TEXT PASSAGE -
## begin

Because of the greater dependence on advertising for income, the emphasis was increasingly placed on acquiring more readers at any cost. Sophisticated methods of expanding circulation were instituted – such as premiums – and it became less important to distribute magazines economically, but mandatory to reach more and more readers to attract larger advertising revenues. A circulation of 100,000 may have been considerable in 1890, but relatively insignificant by 1910. Every literate American was reading published material.
Technological improvement had as great an impact on the publishing industry as it had on other industries. Toward the end of the nineteenth century, the rotary press was introduced, a machine that enabled publishers to produce larger editions more rapidly and at lower cost. Of all the technological advances, however, none was more important to the American illustrator than the improvements made in pictorial reproduction. The significance of this advancement is worthy of greater elaboration here, since it is the single most important factor in making it possible for artists to expand their creative powers, liberated from the limitations formerly imposed upon them. This freedom hastened the development of illustration as a popular art.

## end

GIVEN INSTRUCTION A - Reproduce the records from the line containing "of the parasailing" down to the line containing "<point>168,517</point>", both lines included and the requests kept, and decrease every point coordinate in the answers by 37. Output only those lines.
The passage on magazine publishing and the records have no connection to each other.

Dataset records
## begin

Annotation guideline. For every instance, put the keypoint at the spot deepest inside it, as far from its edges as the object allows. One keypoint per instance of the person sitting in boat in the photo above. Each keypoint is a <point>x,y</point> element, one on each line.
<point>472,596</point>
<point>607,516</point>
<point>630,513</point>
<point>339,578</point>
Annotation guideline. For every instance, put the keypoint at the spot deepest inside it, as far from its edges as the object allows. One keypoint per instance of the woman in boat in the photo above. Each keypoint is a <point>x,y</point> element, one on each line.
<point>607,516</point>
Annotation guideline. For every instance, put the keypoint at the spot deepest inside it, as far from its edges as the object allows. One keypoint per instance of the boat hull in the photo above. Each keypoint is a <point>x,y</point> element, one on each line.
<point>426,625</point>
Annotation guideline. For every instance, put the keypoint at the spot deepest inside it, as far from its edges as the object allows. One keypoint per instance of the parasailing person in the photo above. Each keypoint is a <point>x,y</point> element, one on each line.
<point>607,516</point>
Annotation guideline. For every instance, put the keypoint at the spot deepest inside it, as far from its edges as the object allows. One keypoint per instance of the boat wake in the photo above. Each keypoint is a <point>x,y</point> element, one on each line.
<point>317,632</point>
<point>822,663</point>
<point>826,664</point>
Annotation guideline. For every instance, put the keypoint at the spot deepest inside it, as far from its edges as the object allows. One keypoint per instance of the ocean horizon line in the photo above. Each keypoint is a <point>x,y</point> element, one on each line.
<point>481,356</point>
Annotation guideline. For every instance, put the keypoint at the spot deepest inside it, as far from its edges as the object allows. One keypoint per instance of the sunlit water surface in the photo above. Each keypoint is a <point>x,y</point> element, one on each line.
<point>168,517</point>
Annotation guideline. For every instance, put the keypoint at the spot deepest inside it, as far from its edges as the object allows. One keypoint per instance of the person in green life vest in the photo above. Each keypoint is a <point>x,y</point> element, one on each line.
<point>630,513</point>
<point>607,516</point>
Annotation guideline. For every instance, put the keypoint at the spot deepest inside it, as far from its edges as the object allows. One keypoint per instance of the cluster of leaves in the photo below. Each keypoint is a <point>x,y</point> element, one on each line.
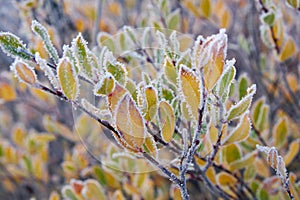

## end

GIVEN INSTRUCTION B - Extract from the passage on magazine publishing everything from "Because of the" down to "reading published material.", copied word for word.

FINAL ANSWER A -
Annotation guideline. For every instance, put the keypoint at the spot deepest inside it, as far from its edges as the object allows. One keypoint per instance of the parasailing person in the photo above. Each keypoint is a <point>x,y</point> element, one on each line.
<point>570,479</point>
Annotation guideline. For every instance, put the keypoint at the spot deepest inside it, as far from its edges as the object allows. One keypoint per instance of the boat wake in the photo above. Each keypoint is a <point>x,y</point> element, one on each line.
<point>280,595</point>
<point>785,626</point>
<point>789,627</point>
Annotation guideline. For every instance, put the keypoint at the spot deepest inside it, as far from its edges as the object allows. One keypoint per instance of the ocean horizon line in the photo above. Each keypoint is a <point>x,y</point> element, one on each line.
<point>444,319</point>
Annotation guideline. For every instance, put the keypoint at the spot deepest inside it, as far from its edges as the object allows. One keypoint per instance of the sunlit water surface in the photo above. Each keypoint is a <point>x,y</point> element, one on each line.
<point>131,480</point>

FINAL ANSWER B -
Because of the greater dependence on advertising for income, the emphasis was increasingly placed on acquiring more readers at any cost. Sophisticated methods of expanding circulation were instituted – such as premiums – and it became less important to distribute magazines economically, but mandatory to reach more and more readers to attract larger advertising revenues. A circulation of 100,000 may have been considerable in 1890, but relatively insignificant by 1910. Every literate American was reading published material.